Position annotation records:

** BEGIN **

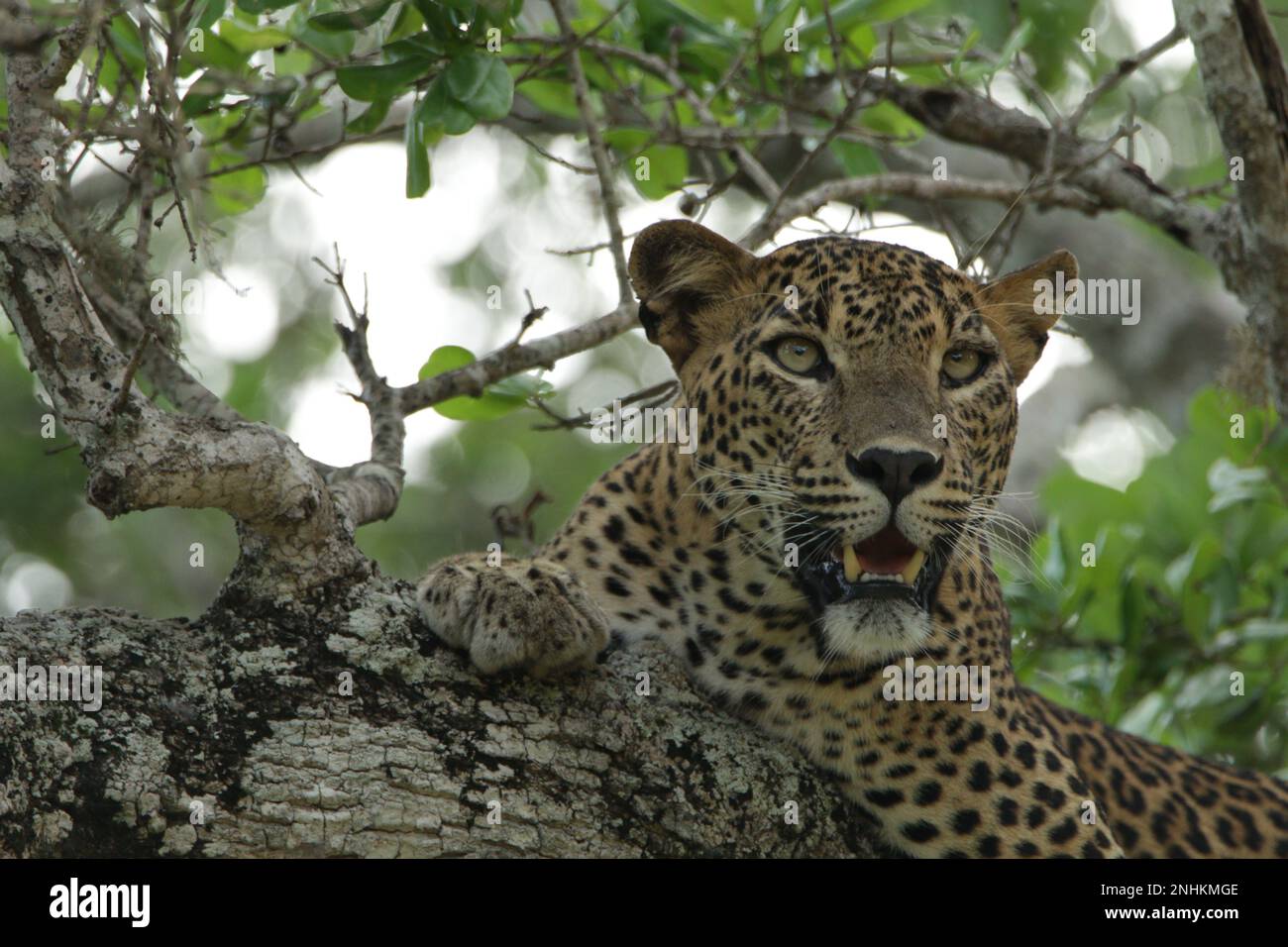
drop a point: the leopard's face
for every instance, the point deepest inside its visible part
(855, 419)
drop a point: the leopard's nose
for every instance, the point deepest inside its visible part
(896, 474)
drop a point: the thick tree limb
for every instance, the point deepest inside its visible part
(239, 723)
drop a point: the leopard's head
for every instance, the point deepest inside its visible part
(855, 407)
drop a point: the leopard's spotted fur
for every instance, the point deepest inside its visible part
(692, 549)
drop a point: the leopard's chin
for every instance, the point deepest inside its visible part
(875, 630)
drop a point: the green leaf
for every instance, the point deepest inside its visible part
(370, 120)
(774, 38)
(1018, 40)
(201, 95)
(239, 191)
(554, 98)
(372, 82)
(215, 53)
(423, 46)
(262, 5)
(1233, 484)
(357, 18)
(481, 84)
(857, 158)
(207, 12)
(438, 110)
(417, 159)
(494, 402)
(246, 40)
(664, 166)
(889, 119)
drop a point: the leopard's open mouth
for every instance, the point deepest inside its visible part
(884, 566)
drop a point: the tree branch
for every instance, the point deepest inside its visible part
(1247, 91)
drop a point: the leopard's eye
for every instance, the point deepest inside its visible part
(799, 355)
(962, 365)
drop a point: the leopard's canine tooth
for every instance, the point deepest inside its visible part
(913, 567)
(851, 565)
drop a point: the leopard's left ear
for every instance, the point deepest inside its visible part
(1021, 307)
(686, 277)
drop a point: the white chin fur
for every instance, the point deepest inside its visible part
(875, 630)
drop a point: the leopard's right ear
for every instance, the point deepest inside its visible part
(686, 278)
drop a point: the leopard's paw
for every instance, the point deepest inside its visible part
(527, 615)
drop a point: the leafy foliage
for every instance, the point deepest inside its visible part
(1186, 595)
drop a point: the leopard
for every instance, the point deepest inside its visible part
(857, 410)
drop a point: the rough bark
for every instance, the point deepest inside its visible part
(243, 714)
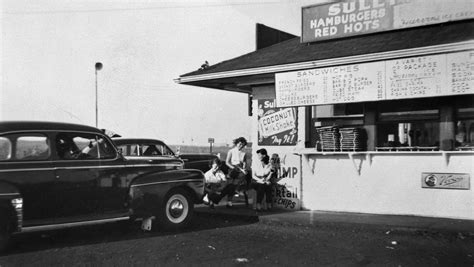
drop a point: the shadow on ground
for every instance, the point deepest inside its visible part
(112, 232)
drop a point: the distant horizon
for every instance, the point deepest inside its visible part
(50, 49)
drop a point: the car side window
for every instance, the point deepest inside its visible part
(83, 146)
(166, 150)
(151, 150)
(5, 149)
(32, 147)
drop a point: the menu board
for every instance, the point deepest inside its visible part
(460, 72)
(424, 76)
(416, 77)
(350, 83)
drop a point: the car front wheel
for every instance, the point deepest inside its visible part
(177, 210)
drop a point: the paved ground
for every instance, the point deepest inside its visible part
(240, 236)
(315, 218)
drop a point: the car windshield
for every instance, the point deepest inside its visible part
(145, 150)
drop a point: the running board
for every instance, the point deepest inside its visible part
(28, 229)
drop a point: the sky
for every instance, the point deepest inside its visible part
(50, 47)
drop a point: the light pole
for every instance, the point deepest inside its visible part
(98, 66)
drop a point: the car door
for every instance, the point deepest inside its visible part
(25, 162)
(89, 184)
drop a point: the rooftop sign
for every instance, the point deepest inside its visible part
(356, 17)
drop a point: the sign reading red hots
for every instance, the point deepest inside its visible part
(356, 17)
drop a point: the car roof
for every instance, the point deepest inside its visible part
(11, 126)
(121, 140)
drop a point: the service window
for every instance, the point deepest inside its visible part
(408, 125)
(464, 130)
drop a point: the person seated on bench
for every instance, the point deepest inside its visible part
(215, 181)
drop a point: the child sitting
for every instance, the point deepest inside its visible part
(215, 181)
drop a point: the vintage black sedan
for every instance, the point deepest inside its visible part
(150, 149)
(56, 175)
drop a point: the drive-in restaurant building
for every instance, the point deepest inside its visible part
(371, 110)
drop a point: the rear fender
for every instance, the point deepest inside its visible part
(148, 191)
(7, 210)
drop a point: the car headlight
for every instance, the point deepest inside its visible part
(17, 203)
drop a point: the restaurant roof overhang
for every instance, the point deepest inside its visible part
(242, 73)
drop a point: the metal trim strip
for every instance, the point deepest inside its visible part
(92, 167)
(418, 51)
(68, 225)
(168, 182)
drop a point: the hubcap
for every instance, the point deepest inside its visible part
(176, 208)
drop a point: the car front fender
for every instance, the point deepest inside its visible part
(148, 191)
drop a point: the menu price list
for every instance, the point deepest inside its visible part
(424, 76)
(461, 72)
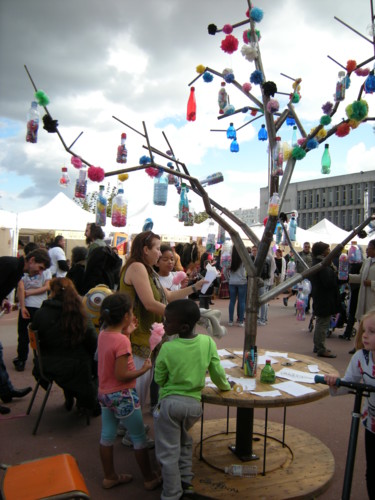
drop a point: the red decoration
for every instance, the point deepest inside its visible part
(229, 44)
(343, 129)
(95, 174)
(350, 66)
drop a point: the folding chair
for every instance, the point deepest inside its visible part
(35, 345)
(56, 477)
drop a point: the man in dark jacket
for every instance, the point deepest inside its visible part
(326, 299)
(11, 271)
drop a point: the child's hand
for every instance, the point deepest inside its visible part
(147, 365)
(330, 380)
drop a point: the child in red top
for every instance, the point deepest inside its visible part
(117, 395)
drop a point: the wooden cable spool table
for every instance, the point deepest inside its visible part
(284, 456)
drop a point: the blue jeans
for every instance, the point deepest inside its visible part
(237, 291)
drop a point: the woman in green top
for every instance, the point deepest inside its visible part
(141, 282)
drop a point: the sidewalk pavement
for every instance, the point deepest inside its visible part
(328, 419)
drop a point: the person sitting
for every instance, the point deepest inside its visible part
(68, 342)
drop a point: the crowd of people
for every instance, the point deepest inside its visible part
(100, 353)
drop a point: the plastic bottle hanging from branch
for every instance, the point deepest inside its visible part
(192, 106)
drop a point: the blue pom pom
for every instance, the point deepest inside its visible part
(229, 78)
(256, 77)
(312, 144)
(256, 14)
(208, 77)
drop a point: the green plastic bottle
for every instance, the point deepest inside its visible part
(267, 375)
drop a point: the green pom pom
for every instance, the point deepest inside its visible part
(357, 111)
(325, 120)
(42, 98)
(298, 153)
(295, 98)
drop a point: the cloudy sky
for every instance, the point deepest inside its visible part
(134, 60)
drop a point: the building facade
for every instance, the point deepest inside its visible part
(249, 215)
(343, 200)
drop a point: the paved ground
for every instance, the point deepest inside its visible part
(60, 432)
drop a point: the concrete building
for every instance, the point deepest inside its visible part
(340, 199)
(249, 215)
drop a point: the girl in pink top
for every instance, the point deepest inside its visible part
(117, 395)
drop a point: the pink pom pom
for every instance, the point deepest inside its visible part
(227, 29)
(178, 277)
(95, 174)
(152, 171)
(229, 44)
(157, 332)
(246, 87)
(76, 162)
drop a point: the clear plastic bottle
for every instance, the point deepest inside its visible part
(183, 207)
(267, 375)
(81, 184)
(101, 207)
(32, 123)
(326, 160)
(64, 179)
(241, 470)
(274, 205)
(122, 153)
(161, 190)
(119, 209)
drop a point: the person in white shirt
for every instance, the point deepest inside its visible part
(59, 265)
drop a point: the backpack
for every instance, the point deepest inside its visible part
(103, 268)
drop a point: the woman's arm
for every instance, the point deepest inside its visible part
(122, 372)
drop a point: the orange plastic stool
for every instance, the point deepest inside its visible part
(50, 477)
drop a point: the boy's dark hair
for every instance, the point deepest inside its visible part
(41, 256)
(187, 311)
(114, 307)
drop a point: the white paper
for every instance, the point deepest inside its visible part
(296, 375)
(267, 394)
(293, 388)
(313, 368)
(248, 384)
(211, 274)
(226, 363)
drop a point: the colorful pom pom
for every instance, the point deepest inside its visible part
(256, 77)
(343, 129)
(269, 88)
(312, 144)
(250, 52)
(42, 98)
(227, 29)
(123, 177)
(229, 44)
(350, 66)
(273, 106)
(152, 171)
(95, 174)
(256, 14)
(208, 77)
(246, 87)
(76, 162)
(298, 153)
(325, 120)
(358, 110)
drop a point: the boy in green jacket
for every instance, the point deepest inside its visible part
(180, 372)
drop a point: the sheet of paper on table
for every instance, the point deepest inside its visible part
(267, 394)
(296, 375)
(248, 384)
(226, 363)
(293, 388)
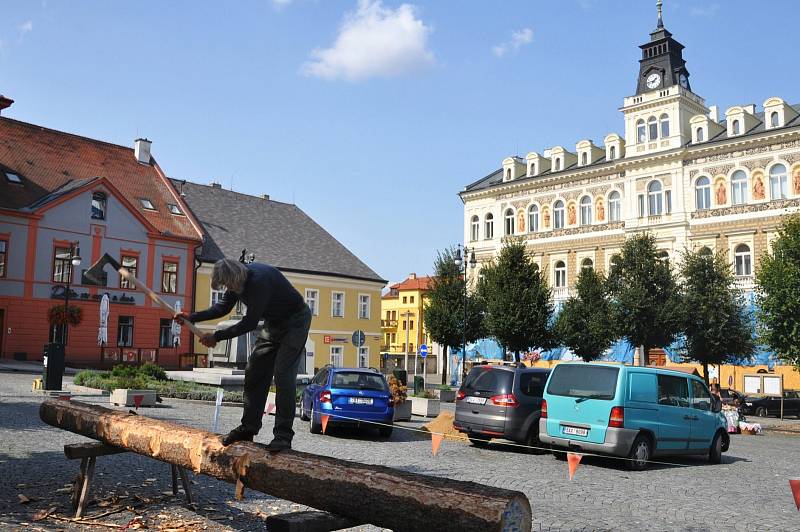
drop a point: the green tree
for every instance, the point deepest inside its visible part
(645, 302)
(779, 293)
(516, 300)
(715, 322)
(444, 307)
(584, 323)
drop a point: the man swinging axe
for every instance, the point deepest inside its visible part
(279, 347)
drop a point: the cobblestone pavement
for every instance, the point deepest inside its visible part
(748, 491)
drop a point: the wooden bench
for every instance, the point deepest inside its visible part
(88, 453)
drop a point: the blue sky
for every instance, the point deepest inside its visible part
(370, 116)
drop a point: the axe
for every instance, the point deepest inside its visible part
(95, 275)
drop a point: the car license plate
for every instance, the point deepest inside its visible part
(360, 401)
(476, 400)
(575, 431)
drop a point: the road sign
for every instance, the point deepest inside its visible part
(359, 338)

** END **

The request: Please reproduce word for word the rows that begin with the line containing "drop a point: the wooden bench" and run to the end of the rows, including both that first line and the final one.

Completed task:
drop a point: the wooden bench
for every instance, the point deepest inside its visible part
(88, 453)
drop a point: the blue sky
for every instance, the point deepest inside its visible part
(370, 116)
drop a point: the axe
for every instance, the point deepest inside its visible part
(95, 275)
drop a point: the car license plate
for every instance, the point deepest inside its visible part
(360, 401)
(476, 400)
(575, 431)
drop a point: the road sign
for every instance, the point deepest inside its visible part
(359, 338)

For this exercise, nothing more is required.